- **What the exercise asks**:
Rewrite the data below with every "pointer" changed to "locator", and keep everything else the same.

- **Listing**:

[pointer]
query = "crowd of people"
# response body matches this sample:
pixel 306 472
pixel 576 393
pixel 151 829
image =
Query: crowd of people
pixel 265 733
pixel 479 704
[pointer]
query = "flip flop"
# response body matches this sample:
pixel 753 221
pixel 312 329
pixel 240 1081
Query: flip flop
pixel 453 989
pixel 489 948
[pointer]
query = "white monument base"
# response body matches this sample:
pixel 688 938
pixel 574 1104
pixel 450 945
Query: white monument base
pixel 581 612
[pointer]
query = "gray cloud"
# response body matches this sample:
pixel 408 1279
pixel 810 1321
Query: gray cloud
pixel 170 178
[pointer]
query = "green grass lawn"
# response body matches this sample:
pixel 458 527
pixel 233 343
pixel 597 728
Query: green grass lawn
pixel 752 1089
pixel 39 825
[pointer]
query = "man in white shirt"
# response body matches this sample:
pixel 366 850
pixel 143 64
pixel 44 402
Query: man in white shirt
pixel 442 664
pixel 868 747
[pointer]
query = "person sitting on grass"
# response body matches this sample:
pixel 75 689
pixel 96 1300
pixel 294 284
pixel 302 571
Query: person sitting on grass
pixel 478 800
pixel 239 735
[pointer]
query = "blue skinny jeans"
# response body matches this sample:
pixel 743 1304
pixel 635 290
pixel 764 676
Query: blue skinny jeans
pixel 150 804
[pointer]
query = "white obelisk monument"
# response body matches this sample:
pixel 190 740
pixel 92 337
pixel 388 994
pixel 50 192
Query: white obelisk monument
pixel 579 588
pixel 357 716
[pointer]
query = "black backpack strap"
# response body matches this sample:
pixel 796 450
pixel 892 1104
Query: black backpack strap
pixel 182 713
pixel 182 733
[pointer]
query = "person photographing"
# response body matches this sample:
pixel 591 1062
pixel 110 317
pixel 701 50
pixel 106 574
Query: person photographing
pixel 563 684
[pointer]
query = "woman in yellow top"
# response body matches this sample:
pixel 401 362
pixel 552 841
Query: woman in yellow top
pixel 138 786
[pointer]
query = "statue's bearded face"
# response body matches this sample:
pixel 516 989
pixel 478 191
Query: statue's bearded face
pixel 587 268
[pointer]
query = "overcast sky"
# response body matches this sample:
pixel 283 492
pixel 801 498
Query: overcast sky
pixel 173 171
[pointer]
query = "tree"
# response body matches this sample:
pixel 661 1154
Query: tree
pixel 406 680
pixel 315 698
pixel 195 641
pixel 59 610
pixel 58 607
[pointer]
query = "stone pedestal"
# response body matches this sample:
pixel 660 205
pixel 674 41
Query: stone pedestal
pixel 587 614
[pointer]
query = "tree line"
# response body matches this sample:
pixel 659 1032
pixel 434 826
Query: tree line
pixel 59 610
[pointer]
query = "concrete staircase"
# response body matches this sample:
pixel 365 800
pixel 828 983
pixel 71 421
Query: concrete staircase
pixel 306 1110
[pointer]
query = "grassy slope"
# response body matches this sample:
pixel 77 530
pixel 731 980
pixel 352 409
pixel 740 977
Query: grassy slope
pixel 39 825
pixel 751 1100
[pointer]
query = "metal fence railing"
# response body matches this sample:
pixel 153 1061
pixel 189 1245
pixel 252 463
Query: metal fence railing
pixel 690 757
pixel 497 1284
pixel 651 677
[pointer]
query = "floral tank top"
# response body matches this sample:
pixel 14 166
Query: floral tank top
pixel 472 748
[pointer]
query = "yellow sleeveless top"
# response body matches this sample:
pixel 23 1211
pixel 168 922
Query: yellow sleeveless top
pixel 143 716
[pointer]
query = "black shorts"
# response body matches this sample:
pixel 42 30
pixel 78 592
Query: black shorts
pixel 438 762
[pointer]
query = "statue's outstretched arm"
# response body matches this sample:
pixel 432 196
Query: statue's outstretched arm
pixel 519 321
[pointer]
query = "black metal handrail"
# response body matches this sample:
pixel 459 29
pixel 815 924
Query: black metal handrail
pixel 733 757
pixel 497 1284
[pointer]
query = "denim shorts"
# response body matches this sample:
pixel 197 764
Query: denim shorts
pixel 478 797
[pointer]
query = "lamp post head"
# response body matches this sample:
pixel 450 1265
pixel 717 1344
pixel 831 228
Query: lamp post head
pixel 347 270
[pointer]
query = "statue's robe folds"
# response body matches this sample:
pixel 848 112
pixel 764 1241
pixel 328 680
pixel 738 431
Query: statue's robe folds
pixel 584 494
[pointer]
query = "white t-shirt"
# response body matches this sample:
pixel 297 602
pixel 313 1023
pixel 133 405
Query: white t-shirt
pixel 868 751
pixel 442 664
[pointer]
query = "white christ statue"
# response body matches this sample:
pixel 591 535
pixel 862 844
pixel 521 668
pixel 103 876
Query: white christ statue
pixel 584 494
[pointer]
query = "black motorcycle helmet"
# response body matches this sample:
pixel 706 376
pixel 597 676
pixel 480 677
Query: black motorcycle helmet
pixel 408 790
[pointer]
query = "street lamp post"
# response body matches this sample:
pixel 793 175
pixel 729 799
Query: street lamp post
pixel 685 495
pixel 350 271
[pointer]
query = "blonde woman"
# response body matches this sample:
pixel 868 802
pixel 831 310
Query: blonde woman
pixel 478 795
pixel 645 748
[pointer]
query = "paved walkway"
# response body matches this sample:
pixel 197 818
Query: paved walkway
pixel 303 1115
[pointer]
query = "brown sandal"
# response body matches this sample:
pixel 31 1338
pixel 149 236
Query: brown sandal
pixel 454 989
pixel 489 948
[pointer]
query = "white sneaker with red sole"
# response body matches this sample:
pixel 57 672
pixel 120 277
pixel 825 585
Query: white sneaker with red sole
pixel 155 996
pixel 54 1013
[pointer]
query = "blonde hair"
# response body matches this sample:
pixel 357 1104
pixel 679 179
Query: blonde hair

- **Completed exercise**:
[locator]
query = "crowd of people"
# response body matches this sample:
pixel 306 472
pixel 576 393
pixel 151 829
image =
Query: crowd of people
pixel 265 733
pixel 479 704
[locator]
query = "flip flop"
# response body matches this sample:
pixel 753 221
pixel 312 329
pixel 240 1081
Query: flip flop
pixel 453 989
pixel 489 948
[locator]
query = "white monument base"
# response body matches this sample:
pixel 688 938
pixel 574 1104
pixel 450 945
Query: white monument base
pixel 581 612
[locator]
query = "gray cloud"
# response body matches this sample:
pixel 408 1279
pixel 810 1321
Query: gray cloud
pixel 170 178
[locator]
query = "green grass lawn"
# response body matches this sample:
pixel 458 527
pixel 233 343
pixel 597 728
Query: green grass lawn
pixel 752 1089
pixel 39 825
[locator]
query = "man in white shirt"
# response body matches this sample:
pixel 366 850
pixel 143 64
pixel 44 402
Query: man in white shirt
pixel 442 664
pixel 868 747
[locator]
query = "person sitting on grass"
# response body matches this sample:
pixel 75 689
pixel 96 1300
pixel 294 284
pixel 302 571
Query: person sitting on grass
pixel 478 800
pixel 239 735
[locator]
query = "blue skinny jeans"
# response body matches this sample:
pixel 743 1304
pixel 635 290
pixel 764 676
Query: blue skinny jeans
pixel 150 804
[locator]
query = "white obelisk monument"
# response body matches this sample:
pixel 190 740
pixel 92 337
pixel 388 994
pixel 50 192
Query: white obelisk monument
pixel 579 588
pixel 357 716
[locator]
query = "black backpack strap"
# response body matches this sample:
pixel 796 450
pixel 892 1104
Query: black backpack strap
pixel 182 713
pixel 182 733
[locator]
query = "person photographing"
# response body matches this sample:
pixel 591 1062
pixel 110 317
pixel 701 50
pixel 106 574
Query: person photographing
pixel 563 684
[locator]
query = "woman in yellow top"
# response body matches this sample:
pixel 401 362
pixel 552 841
Query: woman in yellow top
pixel 138 786
[locator]
query = "statue's bearded face"
# response body matches this sample:
pixel 516 989
pixel 478 191
Query: statue's bearded face
pixel 587 268
[locator]
query = "overcast sky"
# response body matches this sample:
pixel 283 492
pixel 801 498
Query: overcast sky
pixel 173 171
[locator]
query = "tree"
# response body matches this sample:
pixel 661 1154
Query: tree
pixel 406 680
pixel 315 698
pixel 195 641
pixel 59 610
pixel 58 607
[locator]
query = "stone pedestal"
# response body matches this sample:
pixel 660 205
pixel 674 41
Query: stone pedestal
pixel 587 614
[locator]
query = "tree line"
# response body matches this sample:
pixel 659 1032
pixel 434 826
Query: tree line
pixel 59 610
[locator]
query = "concrete staircase"
# response body matches this sample:
pixel 365 800
pixel 828 983
pixel 71 421
Query: concrete staircase
pixel 306 1110
[locator]
query = "grassy slope"
# response body matches this sample:
pixel 77 530
pixel 731 980
pixel 352 409
pixel 740 977
Query: grassy slope
pixel 39 825
pixel 751 1100
[locator]
query = "metal fence railing"
# response body matches this sample:
pixel 153 1061
pixel 189 1245
pixel 252 463
Query: metal fence railing
pixel 690 757
pixel 497 1284
pixel 651 677
[locator]
query = "floral tank top"
# response body matches this sample:
pixel 14 166
Query: floral tank top
pixel 472 748
[locator]
query = "yellow sleeveless top"
# response body matches this sample:
pixel 23 1211
pixel 168 922
Query: yellow sleeveless top
pixel 143 716
[locator]
query = "black shorts"
# response body matches this sample:
pixel 42 30
pixel 78 592
Query: black shorts
pixel 438 762
[locator]
query = "statue's outstretched arm"
# response body matches this sample:
pixel 432 196
Query: statue's outstretched arm
pixel 519 321
[locator]
query = "black metal handrail"
# response body matches this sample:
pixel 459 29
pixel 815 924
Query: black metal handrail
pixel 733 757
pixel 497 1284
[locator]
query = "denim shorts"
# response body matches this sample:
pixel 197 764
Query: denim shorts
pixel 478 797
[locator]
query = "lamp post head"
# response body matches this sample:
pixel 450 1265
pixel 717 1344
pixel 831 228
Query: lamp post head
pixel 347 270
[locator]
query = "statue's robe folds"
# response body matches this sample:
pixel 848 112
pixel 764 1241
pixel 328 680
pixel 738 431
Query: statue's robe folds
pixel 584 494
[locator]
query = "white t-shirt"
# response body matches this sample:
pixel 297 602
pixel 313 1023
pixel 133 405
Query: white t-shirt
pixel 868 751
pixel 442 664
[locator]
query = "white christ statue"
# response body matches this sample:
pixel 591 535
pixel 862 844
pixel 521 668
pixel 103 876
Query: white christ statue
pixel 584 494
[locator]
query = "black motorcycle helmet"
# response body matches this sample:
pixel 706 376
pixel 597 676
pixel 480 677
Query: black motorcycle helmet
pixel 408 790
[locator]
query = "street lamp post"
# response body matches this sample:
pixel 793 175
pixel 729 799
Query: street lamp post
pixel 685 495
pixel 350 271
[locator]
query = "blonde woman"
# response body matches this sample:
pixel 868 802
pixel 831 310
Query: blonde woman
pixel 478 795
pixel 645 748
[locator]
query = "paved walkway"
# response body matches this sample:
pixel 197 818
Query: paved walkway
pixel 303 1115
[locator]
query = "brown sandal"
# response body matches this sample:
pixel 31 1338
pixel 149 236
Query: brown sandal
pixel 454 989
pixel 489 948
[locator]
query = "white sneaker with red sole"
# response body matches this sample:
pixel 57 672
pixel 120 277
pixel 825 585
Query: white sneaker with red sole
pixel 155 996
pixel 54 1013
[locator]
query = "blonde hair"
# response body matches this sample:
pixel 357 1104
pixel 679 179
Query: blonde hair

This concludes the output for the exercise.